§ **What to produce**: Take the lines below beginning at the line that has "x=741, y=656" and stopping after the line that has "x=601, y=13", and print them exactly as they are, with no other lines.

§ **Entries provided**:
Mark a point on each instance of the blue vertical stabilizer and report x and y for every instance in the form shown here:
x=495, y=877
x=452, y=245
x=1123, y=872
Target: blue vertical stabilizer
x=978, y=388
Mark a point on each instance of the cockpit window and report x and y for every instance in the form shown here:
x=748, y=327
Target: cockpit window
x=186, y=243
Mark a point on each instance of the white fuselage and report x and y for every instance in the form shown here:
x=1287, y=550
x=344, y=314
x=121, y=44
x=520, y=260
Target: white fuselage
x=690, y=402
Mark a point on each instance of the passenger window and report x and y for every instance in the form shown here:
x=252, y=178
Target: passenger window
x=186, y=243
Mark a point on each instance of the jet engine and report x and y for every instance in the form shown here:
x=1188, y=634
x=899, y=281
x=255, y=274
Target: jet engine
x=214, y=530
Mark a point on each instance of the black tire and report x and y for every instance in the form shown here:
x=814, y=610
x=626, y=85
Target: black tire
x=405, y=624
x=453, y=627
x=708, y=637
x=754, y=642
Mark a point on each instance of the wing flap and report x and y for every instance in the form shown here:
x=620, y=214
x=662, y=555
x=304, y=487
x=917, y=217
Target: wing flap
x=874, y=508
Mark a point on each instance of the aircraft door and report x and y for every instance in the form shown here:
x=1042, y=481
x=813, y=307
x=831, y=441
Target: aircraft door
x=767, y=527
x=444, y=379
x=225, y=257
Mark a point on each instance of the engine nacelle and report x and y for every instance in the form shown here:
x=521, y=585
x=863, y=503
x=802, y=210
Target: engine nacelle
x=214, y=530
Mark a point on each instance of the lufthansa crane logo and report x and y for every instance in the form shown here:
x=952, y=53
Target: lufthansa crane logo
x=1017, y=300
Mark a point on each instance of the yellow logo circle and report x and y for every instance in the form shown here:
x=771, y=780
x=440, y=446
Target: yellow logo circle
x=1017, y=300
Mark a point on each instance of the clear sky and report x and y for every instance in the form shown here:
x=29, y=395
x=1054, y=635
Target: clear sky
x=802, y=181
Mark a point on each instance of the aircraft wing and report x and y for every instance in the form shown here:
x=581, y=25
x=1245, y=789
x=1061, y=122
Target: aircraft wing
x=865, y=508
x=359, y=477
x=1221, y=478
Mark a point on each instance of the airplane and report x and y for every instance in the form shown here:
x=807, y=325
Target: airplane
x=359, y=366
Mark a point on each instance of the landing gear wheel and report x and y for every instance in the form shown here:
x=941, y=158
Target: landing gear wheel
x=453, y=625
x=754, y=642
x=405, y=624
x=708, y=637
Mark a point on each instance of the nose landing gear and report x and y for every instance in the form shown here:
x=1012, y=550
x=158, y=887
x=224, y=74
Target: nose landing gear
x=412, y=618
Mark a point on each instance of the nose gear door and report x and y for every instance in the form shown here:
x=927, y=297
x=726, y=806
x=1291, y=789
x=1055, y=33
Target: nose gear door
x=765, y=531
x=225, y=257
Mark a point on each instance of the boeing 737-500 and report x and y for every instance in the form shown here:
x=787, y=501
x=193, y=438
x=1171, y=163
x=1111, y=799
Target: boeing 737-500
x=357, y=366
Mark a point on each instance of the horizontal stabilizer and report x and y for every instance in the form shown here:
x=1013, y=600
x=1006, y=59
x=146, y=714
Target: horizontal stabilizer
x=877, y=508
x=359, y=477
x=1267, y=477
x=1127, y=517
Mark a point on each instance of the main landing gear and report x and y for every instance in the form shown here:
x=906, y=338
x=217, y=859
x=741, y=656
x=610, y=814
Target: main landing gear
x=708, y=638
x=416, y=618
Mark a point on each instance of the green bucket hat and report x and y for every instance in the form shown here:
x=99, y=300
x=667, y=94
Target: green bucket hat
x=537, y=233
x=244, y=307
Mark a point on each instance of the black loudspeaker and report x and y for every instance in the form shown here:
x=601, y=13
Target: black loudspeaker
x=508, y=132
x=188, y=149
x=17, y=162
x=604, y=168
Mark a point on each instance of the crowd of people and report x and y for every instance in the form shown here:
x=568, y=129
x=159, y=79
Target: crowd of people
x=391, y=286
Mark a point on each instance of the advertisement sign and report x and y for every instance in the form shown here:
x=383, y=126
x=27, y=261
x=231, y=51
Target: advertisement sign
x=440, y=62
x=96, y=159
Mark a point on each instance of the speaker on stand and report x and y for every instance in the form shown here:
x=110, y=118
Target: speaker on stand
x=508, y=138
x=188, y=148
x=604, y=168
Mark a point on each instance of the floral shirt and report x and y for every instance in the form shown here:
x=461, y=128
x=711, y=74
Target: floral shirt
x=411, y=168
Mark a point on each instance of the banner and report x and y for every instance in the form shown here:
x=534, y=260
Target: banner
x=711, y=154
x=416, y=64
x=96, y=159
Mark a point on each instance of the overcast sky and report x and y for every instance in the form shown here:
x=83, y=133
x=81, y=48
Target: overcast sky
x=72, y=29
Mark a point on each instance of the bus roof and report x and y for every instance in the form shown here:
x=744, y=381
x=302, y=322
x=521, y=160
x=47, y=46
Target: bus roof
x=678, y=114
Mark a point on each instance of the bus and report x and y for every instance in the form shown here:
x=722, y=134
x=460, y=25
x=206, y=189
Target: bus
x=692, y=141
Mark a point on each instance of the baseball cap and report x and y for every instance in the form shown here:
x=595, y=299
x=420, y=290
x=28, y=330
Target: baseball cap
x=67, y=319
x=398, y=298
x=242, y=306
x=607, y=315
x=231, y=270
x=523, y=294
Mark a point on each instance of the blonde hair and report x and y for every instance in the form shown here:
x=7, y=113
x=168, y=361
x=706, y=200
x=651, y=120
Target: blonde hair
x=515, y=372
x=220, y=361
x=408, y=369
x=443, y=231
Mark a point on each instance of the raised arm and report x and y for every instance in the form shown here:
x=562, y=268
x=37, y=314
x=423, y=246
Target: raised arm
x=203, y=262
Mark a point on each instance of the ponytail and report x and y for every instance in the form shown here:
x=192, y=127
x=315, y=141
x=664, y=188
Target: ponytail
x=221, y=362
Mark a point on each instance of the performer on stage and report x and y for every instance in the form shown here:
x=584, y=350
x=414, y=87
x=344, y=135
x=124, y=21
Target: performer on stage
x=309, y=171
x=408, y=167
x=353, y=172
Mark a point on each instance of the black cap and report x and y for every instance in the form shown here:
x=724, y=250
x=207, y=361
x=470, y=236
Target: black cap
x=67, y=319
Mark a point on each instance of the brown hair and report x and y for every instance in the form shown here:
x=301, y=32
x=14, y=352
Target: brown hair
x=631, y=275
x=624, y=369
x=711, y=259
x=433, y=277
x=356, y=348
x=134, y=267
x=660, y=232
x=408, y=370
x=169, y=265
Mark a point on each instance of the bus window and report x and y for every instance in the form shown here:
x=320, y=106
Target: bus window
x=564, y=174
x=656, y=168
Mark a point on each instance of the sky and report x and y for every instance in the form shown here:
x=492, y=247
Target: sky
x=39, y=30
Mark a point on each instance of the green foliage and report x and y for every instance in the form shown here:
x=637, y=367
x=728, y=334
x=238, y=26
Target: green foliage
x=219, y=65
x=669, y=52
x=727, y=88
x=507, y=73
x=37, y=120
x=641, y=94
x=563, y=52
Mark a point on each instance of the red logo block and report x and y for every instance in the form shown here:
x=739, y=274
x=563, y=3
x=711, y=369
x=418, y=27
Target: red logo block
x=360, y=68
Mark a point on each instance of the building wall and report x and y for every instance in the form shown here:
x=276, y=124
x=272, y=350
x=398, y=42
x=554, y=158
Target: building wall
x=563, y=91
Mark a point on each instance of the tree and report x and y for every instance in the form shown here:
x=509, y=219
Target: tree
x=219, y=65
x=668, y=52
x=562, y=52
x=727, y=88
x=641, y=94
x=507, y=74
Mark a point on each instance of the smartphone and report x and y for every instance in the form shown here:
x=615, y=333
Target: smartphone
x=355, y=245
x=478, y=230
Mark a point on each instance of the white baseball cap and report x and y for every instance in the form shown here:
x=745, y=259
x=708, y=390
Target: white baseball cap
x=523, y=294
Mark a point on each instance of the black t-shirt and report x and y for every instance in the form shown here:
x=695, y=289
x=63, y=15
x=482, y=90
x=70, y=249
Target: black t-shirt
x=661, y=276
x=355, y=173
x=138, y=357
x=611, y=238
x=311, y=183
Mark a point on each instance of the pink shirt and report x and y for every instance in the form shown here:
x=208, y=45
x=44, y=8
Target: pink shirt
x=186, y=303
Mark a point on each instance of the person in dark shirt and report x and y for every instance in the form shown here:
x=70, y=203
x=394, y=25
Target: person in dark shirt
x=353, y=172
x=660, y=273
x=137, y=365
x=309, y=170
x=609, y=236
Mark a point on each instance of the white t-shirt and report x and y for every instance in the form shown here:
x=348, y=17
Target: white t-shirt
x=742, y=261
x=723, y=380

§ **Exercise answer**:
x=741, y=656
x=610, y=814
Target: main landing gear
x=708, y=638
x=416, y=618
Mark a point on each instance of the green bucket hat and report x and y for every instance in the form shown here:
x=99, y=300
x=667, y=94
Target: green bucket hat
x=537, y=233
x=244, y=307
Mark a point on each instance of the black loudspeaker and report x and y for every instance in the form shown here:
x=601, y=13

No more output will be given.